Data →
+ + + + +
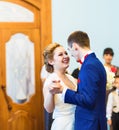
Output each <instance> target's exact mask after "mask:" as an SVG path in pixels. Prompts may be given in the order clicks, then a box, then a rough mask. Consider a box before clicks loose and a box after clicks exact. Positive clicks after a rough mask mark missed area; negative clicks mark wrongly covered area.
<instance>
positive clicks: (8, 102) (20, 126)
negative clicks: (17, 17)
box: [0, 0, 51, 130]
mask: <svg viewBox="0 0 119 130" xmlns="http://www.w3.org/2000/svg"><path fill="white" fill-rule="evenodd" d="M34 1H35V0H34ZM34 1H32V0H25V1H21V0H11V1H10V0H3V1H0V2H3V3H2V4H3V6H4V5H5V6H6V3H7V6H8V5H9V6H10V5H12V6H11V8H9V10H10V11H11V10H13V11H14V10H15V9H16V8H14V4H15V6H18V8H19V10H18V11H20V9H21V7H23V8H24V11H23V12H22V13H28V16H29V18H28V20H27V19H26V21H25V22H24V20H21V21H19V20H20V19H19V18H18V20H16V21H15V19H16V17H14V18H12V20H11V19H9V17H8V19H4V18H3V21H2V20H1V21H0V130H44V109H43V98H42V84H41V80H40V70H41V67H42V50H43V48H44V47H45V45H46V44H48V43H46V42H45V39H46V40H47V41H48V40H49V39H50V40H51V37H50V36H49V37H50V38H46V36H48V35H49V34H47V33H45V31H44V28H45V27H44V25H46V24H44V23H43V26H42V21H43V20H44V17H43V12H45V11H44V10H42V8H41V7H45V5H44V2H41V1H40V2H38V1H35V2H36V3H35V2H34ZM5 2H6V3H5ZM33 3H34V4H33ZM2 4H0V8H1V5H2ZM42 4H43V5H42ZM9 6H8V7H9ZM4 8H5V7H4ZM27 9H28V10H27ZM3 11H4V10H3ZM25 11H26V12H25ZM27 11H28V12H27ZM41 11H42V12H41ZM7 13H8V12H7ZM7 13H6V14H7ZM11 13H13V12H11ZM22 13H21V14H22ZM49 13H50V12H49ZM6 14H5V15H6ZM21 14H19V16H21ZM44 15H45V16H46V14H44ZM10 16H12V15H10ZM6 17H7V16H6ZM22 18H23V19H25V15H24V16H23V17H22ZM5 20H6V21H5ZM8 20H10V21H8ZM46 27H47V26H46ZM48 33H49V32H48ZM44 36H45V37H44ZM43 41H44V45H43V44H42V42H43Z"/></svg>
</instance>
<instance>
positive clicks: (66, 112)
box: [45, 73, 77, 130]
mask: <svg viewBox="0 0 119 130" xmlns="http://www.w3.org/2000/svg"><path fill="white" fill-rule="evenodd" d="M66 75H67V77H68V78H69V79H70V80H71V81H72V83H73V84H74V85H75V86H76V87H77V83H76V80H75V79H74V78H73V77H72V76H71V75H69V74H66ZM52 80H60V83H61V85H62V86H63V87H67V88H68V86H66V85H65V83H63V82H62V81H61V79H60V78H59V77H58V75H57V74H56V73H53V74H51V75H50V76H49V77H48V78H47V79H46V82H45V83H46V84H47V83H48V82H49V83H51V81H52ZM75 108H76V106H75V105H72V104H68V103H64V101H63V98H62V94H56V95H55V109H54V112H53V119H54V121H53V124H52V127H51V130H74V113H75Z"/></svg>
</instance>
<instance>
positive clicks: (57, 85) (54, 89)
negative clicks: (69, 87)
mask: <svg viewBox="0 0 119 130" xmlns="http://www.w3.org/2000/svg"><path fill="white" fill-rule="evenodd" d="M62 91H63V87H62V86H61V84H60V80H53V81H52V83H51V84H50V86H49V92H50V93H52V94H58V93H62Z"/></svg>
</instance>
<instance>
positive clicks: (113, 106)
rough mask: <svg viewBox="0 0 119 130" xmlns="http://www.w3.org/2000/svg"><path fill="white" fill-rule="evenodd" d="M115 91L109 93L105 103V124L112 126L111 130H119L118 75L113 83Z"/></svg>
mask: <svg viewBox="0 0 119 130" xmlns="http://www.w3.org/2000/svg"><path fill="white" fill-rule="evenodd" d="M113 86H115V90H113V91H111V92H110V93H109V96H108V101H107V112H106V117H107V123H108V124H109V125H112V128H113V130H119V75H116V76H115V81H114V83H113Z"/></svg>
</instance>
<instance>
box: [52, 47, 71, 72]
mask: <svg viewBox="0 0 119 130" xmlns="http://www.w3.org/2000/svg"><path fill="white" fill-rule="evenodd" d="M69 61H70V58H69V56H68V53H67V52H66V51H65V49H64V48H63V47H62V46H60V47H57V48H56V49H55V50H54V56H53V60H52V65H53V67H54V70H58V69H59V70H61V69H65V70H66V69H67V68H68V67H69Z"/></svg>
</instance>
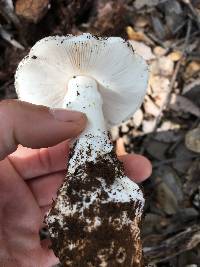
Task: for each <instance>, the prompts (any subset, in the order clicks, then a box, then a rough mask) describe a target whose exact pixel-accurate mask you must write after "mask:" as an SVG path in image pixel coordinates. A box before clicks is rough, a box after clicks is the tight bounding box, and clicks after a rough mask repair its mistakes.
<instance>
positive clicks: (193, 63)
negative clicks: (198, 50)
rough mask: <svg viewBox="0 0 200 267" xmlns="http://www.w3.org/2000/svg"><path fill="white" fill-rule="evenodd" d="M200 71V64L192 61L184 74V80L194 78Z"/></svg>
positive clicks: (199, 63)
mask: <svg viewBox="0 0 200 267" xmlns="http://www.w3.org/2000/svg"><path fill="white" fill-rule="evenodd" d="M199 71H200V62H197V61H192V62H191V63H189V64H188V66H187V68H186V71H185V73H184V78H185V79H188V78H190V77H192V76H193V75H194V74H196V73H198V72H199Z"/></svg>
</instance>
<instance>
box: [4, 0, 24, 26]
mask: <svg viewBox="0 0 200 267" xmlns="http://www.w3.org/2000/svg"><path fill="white" fill-rule="evenodd" d="M0 11H1V13H2V15H3V16H4V17H5V18H6V19H7V20H8V21H11V22H12V23H13V24H14V25H15V27H16V28H17V29H19V28H20V21H19V19H18V17H17V16H16V15H15V13H14V6H13V2H12V0H1V4H0Z"/></svg>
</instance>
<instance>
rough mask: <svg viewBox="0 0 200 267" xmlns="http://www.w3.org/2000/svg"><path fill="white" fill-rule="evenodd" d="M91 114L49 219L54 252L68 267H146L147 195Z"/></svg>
+ + + + +
Goal of the exercise →
Give back exactly the run of lines that opens the material above and ends at the line with "negative clicks: (17, 17)". Omit the pictures.

Exercise answer →
Output each <instance> target's exact mask after "mask:" as an SVG path in pixels. Prompts may be given in the order clicks, then a box, then a rough mask. Consider a box before clicks loose and a box after clicks exact. Positive clicks after a rough mask mark missed area; negative clicks mark wrongly covered area.
<instance>
positive clicks: (8, 102) (20, 126)
negative clicks: (17, 17)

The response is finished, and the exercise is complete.